▸ PROBLEM:
Please list the home ports named in the passage on Maine windjammer cruises where passengers spend Sunday night before the Monday departure.

▸ DOCUMENT EXCERPT:
Those and any other doubts I might have had about life on the schooner Nathaniel Bowditch vanished within a day of setting sail from Rockland on a four-day voyage among the far-flung islands of Penobscot Bay. By that time I was throwing around terms like jib and gaff and stay sail, my hands were calloused from hauling in lines (never say rope) and hoisting the anchor, and I had stopped worrying about where my next shower would come from or what port or island Capt. Gib Philbrick would have us to by nightfall.

When you sign on with one of the nine schooners of the Maine Windjammer Association, you throw convention — and sometimes comfort — to the wind in exchange for something all too rare in this era: genuine, unvarnished travel the way it was before anyone dreamed of putting vanity items in the bathroom, when a shore excursion was a pint of grog in a seafront tavern.

These tall ships, some more doughty than dashing but all an impressive sight under full sail, carry 20 to 44 passengers with a crew of 4 to 10. When they’re beating into the wind under a high summer sun, they bring back the period, a century ago, when schooners flocked on the horizon like clouds of butterflies, carrying lumber and fish and locally quarried granite for the monumental bridges and museums of Boston and New York that are landmark pieces today.

The Maine windjammers started doing rustic cruises in 1936, and today the nine members of the association and four or five independent craft — most of them historic, a few built in recent years just for windjamming — range the midcoast between Boothbay and Bar Harbor from late May to early October on runs of three to six days, charging $100 to $150 a day.

No two are alike, and you are quick to develop an allegiance to your own, though I wasn’t sure how well I’d bond with the Nathaniel Bowditch after a night in the No. 1 hole (forward cabin). All the windjammers go out on Monday morning so you spend Sunday night in the home port, either Rockland, Rockport or Camden. On a stroll of Rockland, I picked some just-budding lilacs and installed them in my cabin in a paper cup. Then I maneuvered myself limb by limb into the lower berth. From nearby came a voice: “Will the light bother you if I read for a while?” A pine wall separated my cabin from the next, narrowly open on top.

“Not at all,” I said. “I’m going to read myself. I’m told I snore sometimes. I hope it doesn’t happen tonight.”

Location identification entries
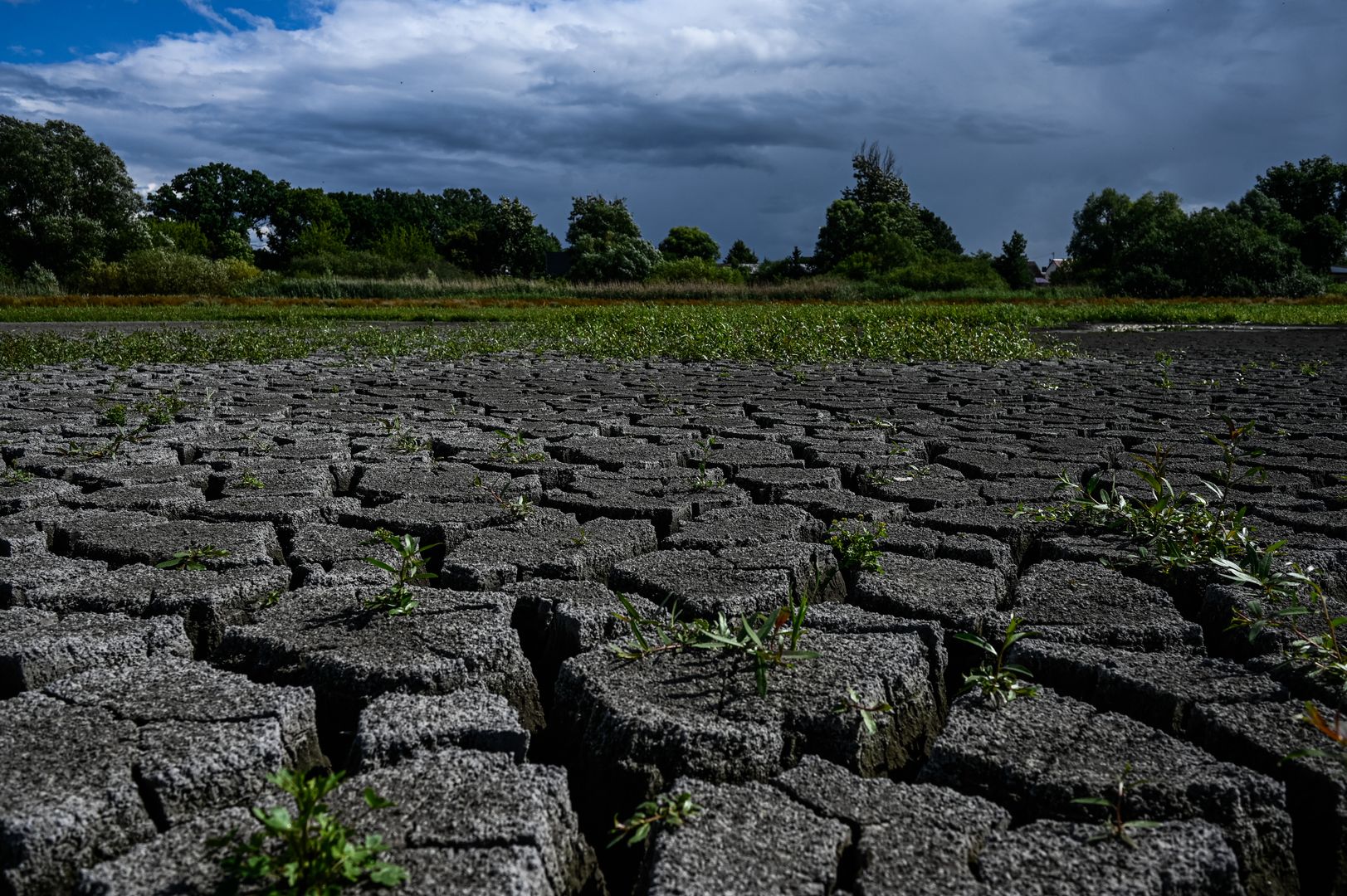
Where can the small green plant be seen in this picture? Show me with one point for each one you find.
(670, 811)
(1165, 362)
(396, 600)
(14, 476)
(402, 438)
(997, 679)
(251, 480)
(310, 852)
(520, 507)
(1115, 825)
(114, 416)
(514, 449)
(857, 546)
(702, 450)
(193, 558)
(771, 640)
(852, 702)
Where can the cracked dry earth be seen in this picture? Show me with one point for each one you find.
(143, 708)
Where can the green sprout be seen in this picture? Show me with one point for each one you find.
(310, 852)
(1115, 826)
(396, 600)
(853, 704)
(1000, 680)
(670, 811)
(857, 544)
(193, 558)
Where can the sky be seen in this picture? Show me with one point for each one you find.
(737, 116)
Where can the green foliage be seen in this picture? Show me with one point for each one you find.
(193, 558)
(227, 202)
(514, 449)
(694, 271)
(769, 640)
(166, 272)
(686, 244)
(667, 810)
(739, 254)
(310, 852)
(396, 600)
(997, 679)
(852, 702)
(1115, 826)
(1013, 263)
(65, 201)
(856, 544)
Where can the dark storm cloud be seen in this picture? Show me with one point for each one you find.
(739, 116)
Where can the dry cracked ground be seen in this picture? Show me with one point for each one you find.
(142, 708)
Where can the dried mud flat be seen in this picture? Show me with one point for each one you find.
(140, 709)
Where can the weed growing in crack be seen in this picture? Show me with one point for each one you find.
(856, 543)
(396, 600)
(193, 558)
(702, 450)
(771, 640)
(520, 507)
(670, 811)
(251, 480)
(14, 476)
(1117, 826)
(852, 702)
(997, 679)
(402, 438)
(514, 449)
(310, 852)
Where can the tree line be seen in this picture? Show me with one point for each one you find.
(71, 218)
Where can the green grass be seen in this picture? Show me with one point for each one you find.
(772, 333)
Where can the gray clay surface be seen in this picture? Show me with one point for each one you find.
(142, 708)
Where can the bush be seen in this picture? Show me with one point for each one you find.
(694, 271)
(166, 272)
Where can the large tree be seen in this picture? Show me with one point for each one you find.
(228, 204)
(689, 243)
(65, 200)
(605, 244)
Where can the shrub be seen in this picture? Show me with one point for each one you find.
(694, 271)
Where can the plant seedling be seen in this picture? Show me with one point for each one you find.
(670, 811)
(251, 480)
(856, 543)
(1000, 680)
(310, 852)
(193, 558)
(853, 704)
(396, 600)
(514, 449)
(1117, 826)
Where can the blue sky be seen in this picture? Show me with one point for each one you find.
(739, 116)
(60, 32)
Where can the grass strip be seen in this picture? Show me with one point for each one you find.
(769, 333)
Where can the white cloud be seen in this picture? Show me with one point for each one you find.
(735, 114)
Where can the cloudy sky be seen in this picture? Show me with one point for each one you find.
(739, 116)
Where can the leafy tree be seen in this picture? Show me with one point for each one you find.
(1128, 247)
(1013, 263)
(739, 254)
(1308, 189)
(689, 243)
(65, 200)
(942, 235)
(300, 213)
(228, 204)
(600, 218)
(605, 241)
(876, 179)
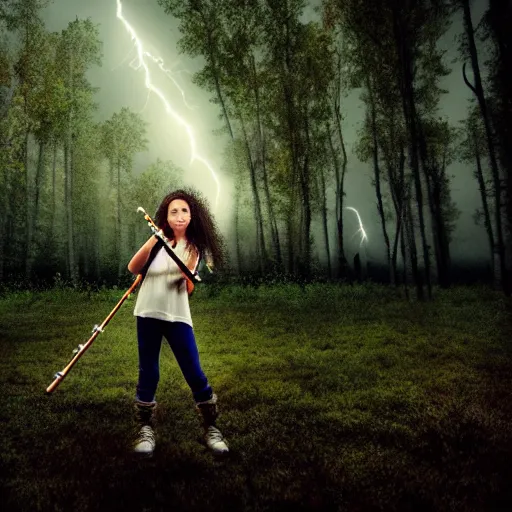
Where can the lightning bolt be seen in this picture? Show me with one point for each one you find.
(141, 53)
(361, 227)
(160, 63)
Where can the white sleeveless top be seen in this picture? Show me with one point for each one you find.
(163, 293)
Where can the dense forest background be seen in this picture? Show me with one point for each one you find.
(68, 183)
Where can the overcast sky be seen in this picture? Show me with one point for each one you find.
(122, 85)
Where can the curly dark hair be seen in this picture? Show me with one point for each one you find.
(202, 230)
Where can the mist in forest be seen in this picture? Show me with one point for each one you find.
(238, 135)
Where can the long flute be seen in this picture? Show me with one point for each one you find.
(97, 329)
(190, 278)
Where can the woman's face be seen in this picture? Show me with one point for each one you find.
(178, 216)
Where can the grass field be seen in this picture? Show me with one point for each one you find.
(332, 398)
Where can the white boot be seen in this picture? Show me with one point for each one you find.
(145, 442)
(212, 435)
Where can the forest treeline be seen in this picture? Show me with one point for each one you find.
(279, 83)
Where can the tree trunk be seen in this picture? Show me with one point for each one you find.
(479, 93)
(306, 204)
(411, 242)
(479, 175)
(323, 194)
(260, 236)
(340, 179)
(119, 237)
(376, 170)
(54, 192)
(28, 210)
(410, 116)
(237, 228)
(261, 143)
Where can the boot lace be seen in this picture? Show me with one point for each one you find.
(146, 434)
(213, 435)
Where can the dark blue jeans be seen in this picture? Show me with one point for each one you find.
(180, 337)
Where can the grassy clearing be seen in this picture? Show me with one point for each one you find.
(332, 398)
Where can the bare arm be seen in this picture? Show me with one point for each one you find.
(141, 256)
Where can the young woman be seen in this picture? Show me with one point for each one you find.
(162, 310)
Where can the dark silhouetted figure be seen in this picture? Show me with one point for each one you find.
(357, 267)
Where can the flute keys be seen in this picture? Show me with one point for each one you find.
(77, 349)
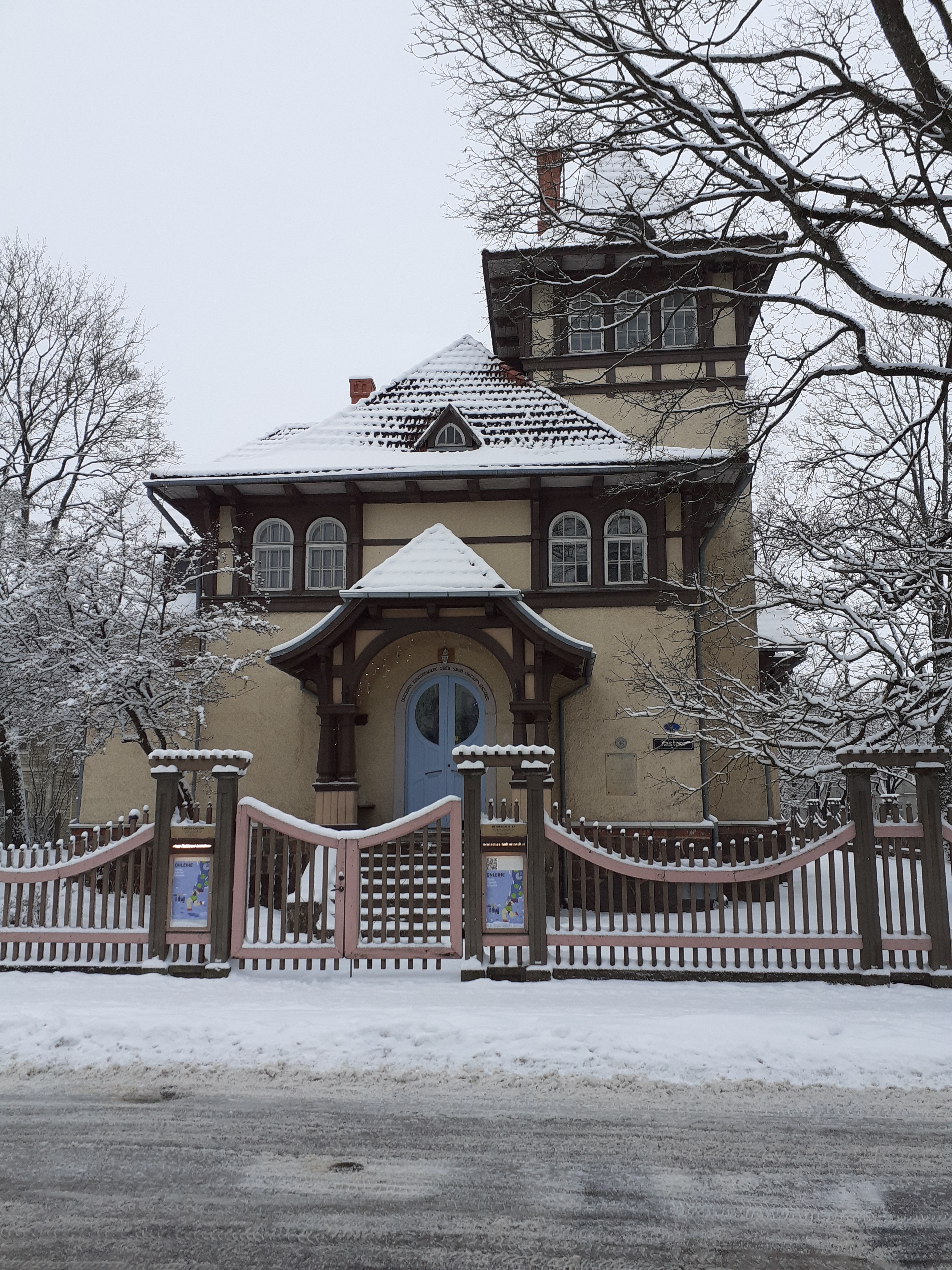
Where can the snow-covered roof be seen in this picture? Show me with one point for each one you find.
(436, 563)
(433, 566)
(520, 425)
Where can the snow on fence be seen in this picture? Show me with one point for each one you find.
(656, 901)
(87, 901)
(308, 896)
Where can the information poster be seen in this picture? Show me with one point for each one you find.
(191, 892)
(506, 892)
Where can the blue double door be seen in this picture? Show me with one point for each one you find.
(443, 712)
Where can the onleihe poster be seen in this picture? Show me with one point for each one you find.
(506, 893)
(191, 888)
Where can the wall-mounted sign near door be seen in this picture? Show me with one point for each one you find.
(504, 891)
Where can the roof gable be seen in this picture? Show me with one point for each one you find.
(450, 414)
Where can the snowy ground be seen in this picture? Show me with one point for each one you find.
(430, 1023)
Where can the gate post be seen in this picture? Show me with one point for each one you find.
(167, 787)
(536, 861)
(473, 773)
(226, 779)
(935, 895)
(867, 891)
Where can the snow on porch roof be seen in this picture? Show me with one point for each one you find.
(436, 563)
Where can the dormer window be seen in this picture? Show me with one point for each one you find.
(449, 431)
(450, 437)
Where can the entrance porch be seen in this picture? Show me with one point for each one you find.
(431, 649)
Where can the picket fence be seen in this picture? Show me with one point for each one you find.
(315, 898)
(619, 898)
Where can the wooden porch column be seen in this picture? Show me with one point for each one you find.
(536, 861)
(224, 870)
(867, 892)
(935, 895)
(167, 787)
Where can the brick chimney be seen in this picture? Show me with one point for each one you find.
(361, 388)
(549, 164)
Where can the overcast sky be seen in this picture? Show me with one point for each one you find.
(268, 181)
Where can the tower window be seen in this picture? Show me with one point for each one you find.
(586, 334)
(633, 322)
(678, 321)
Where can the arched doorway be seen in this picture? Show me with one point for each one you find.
(443, 710)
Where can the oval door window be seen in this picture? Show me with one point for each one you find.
(468, 714)
(427, 714)
(443, 712)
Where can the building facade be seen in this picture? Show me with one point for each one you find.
(469, 553)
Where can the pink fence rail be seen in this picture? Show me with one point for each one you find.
(631, 900)
(310, 897)
(68, 904)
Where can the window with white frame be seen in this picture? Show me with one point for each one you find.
(626, 549)
(327, 556)
(450, 437)
(273, 552)
(678, 321)
(586, 334)
(633, 322)
(569, 550)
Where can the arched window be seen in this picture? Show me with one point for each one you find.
(633, 322)
(586, 325)
(273, 550)
(450, 437)
(626, 549)
(569, 550)
(678, 321)
(327, 556)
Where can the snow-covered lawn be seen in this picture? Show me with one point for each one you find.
(418, 1021)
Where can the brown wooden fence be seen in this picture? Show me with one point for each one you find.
(77, 902)
(308, 897)
(633, 900)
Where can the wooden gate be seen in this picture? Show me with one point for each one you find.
(306, 896)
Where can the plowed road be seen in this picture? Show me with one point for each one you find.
(270, 1172)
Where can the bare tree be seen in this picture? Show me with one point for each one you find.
(815, 142)
(855, 559)
(100, 636)
(81, 414)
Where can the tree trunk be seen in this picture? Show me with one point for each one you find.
(17, 829)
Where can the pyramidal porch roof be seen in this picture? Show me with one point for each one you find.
(436, 566)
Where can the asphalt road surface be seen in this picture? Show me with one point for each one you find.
(184, 1172)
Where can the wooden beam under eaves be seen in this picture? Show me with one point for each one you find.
(209, 496)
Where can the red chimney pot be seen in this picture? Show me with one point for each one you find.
(361, 388)
(549, 166)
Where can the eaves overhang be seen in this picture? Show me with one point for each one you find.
(723, 464)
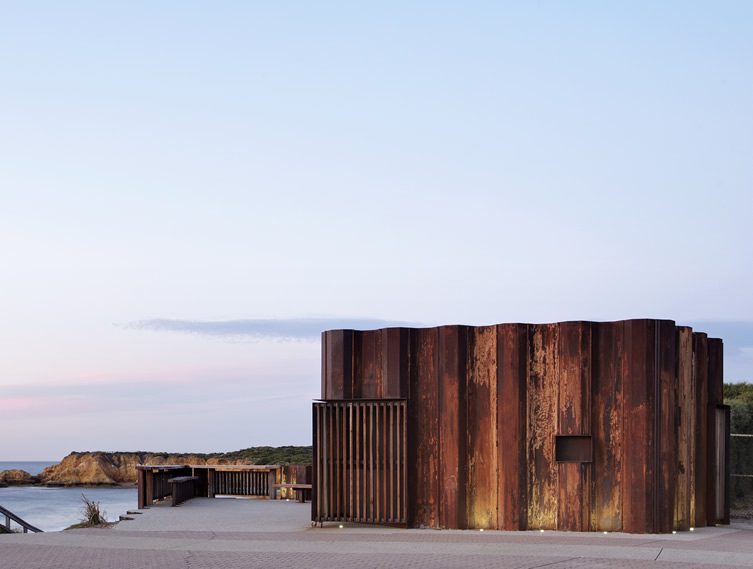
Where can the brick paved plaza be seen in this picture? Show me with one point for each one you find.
(240, 534)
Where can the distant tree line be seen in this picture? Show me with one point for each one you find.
(272, 455)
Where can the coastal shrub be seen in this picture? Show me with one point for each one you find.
(93, 515)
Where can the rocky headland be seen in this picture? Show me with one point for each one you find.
(119, 468)
(103, 468)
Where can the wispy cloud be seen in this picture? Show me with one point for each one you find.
(265, 328)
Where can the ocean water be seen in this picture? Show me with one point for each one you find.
(53, 508)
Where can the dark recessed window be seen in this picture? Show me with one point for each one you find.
(573, 448)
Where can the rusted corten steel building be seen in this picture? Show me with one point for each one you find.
(584, 426)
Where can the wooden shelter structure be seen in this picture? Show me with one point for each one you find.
(583, 426)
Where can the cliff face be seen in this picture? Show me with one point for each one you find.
(14, 477)
(104, 468)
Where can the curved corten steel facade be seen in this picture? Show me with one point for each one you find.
(584, 426)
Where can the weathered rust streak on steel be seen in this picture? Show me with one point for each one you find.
(700, 372)
(573, 411)
(542, 426)
(684, 498)
(423, 485)
(482, 413)
(666, 436)
(715, 400)
(452, 426)
(482, 428)
(512, 370)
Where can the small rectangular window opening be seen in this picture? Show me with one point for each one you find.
(573, 448)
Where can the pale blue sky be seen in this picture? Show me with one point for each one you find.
(420, 162)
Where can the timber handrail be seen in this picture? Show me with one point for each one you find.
(24, 524)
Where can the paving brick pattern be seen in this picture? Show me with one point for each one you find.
(204, 534)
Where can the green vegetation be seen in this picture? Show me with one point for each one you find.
(739, 396)
(271, 455)
(93, 515)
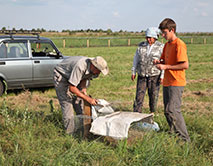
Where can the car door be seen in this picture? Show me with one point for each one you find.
(45, 58)
(15, 64)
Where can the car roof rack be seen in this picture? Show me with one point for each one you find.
(13, 32)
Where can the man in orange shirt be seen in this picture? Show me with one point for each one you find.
(174, 61)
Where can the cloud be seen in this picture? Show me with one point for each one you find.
(204, 14)
(202, 4)
(116, 14)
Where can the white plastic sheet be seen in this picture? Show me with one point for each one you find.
(117, 124)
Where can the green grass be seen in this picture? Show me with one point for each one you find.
(32, 133)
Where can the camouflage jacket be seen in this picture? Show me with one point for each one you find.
(143, 59)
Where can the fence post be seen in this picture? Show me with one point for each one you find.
(87, 43)
(204, 41)
(129, 42)
(109, 43)
(64, 43)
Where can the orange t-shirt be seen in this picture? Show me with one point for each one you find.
(173, 53)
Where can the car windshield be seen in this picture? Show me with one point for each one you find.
(13, 50)
(42, 49)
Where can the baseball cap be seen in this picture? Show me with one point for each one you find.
(153, 32)
(100, 64)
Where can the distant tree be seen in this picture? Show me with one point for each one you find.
(43, 30)
(3, 28)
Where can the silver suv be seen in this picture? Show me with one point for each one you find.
(26, 61)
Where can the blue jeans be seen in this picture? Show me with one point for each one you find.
(172, 110)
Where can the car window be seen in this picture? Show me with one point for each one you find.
(3, 50)
(13, 50)
(42, 49)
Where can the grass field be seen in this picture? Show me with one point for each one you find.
(32, 133)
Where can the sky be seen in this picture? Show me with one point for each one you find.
(126, 15)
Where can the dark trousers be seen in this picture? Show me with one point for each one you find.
(153, 86)
(172, 110)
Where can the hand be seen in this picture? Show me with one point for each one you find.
(156, 61)
(133, 77)
(84, 91)
(161, 66)
(93, 101)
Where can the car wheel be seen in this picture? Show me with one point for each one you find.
(2, 88)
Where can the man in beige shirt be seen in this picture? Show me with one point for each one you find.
(71, 79)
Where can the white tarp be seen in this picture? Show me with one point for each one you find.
(117, 124)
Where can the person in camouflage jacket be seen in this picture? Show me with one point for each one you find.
(149, 77)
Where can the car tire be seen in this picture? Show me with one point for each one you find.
(2, 88)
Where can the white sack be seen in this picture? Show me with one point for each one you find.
(117, 124)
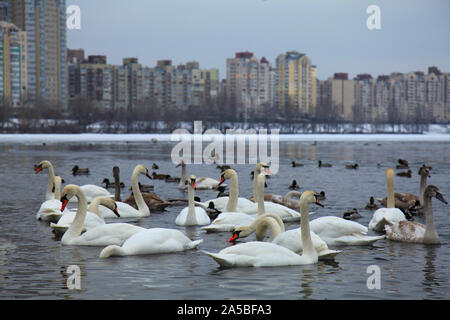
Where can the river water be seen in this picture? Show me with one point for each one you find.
(33, 263)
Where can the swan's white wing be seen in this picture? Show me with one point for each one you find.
(201, 217)
(256, 254)
(292, 239)
(91, 220)
(124, 209)
(228, 221)
(384, 216)
(92, 191)
(104, 235)
(335, 227)
(221, 204)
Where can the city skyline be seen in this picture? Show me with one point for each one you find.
(334, 36)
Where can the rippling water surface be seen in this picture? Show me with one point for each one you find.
(33, 263)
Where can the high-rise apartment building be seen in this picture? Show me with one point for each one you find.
(13, 65)
(248, 82)
(295, 88)
(45, 24)
(96, 81)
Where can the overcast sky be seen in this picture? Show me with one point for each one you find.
(414, 34)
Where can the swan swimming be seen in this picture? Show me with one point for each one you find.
(267, 254)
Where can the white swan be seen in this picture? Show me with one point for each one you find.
(267, 254)
(236, 203)
(203, 183)
(389, 215)
(49, 194)
(336, 231)
(152, 241)
(291, 239)
(50, 210)
(93, 217)
(191, 215)
(411, 231)
(103, 235)
(124, 209)
(231, 217)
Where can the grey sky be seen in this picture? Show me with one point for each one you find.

▸ REPLY:
Rockland, Rockport, Camden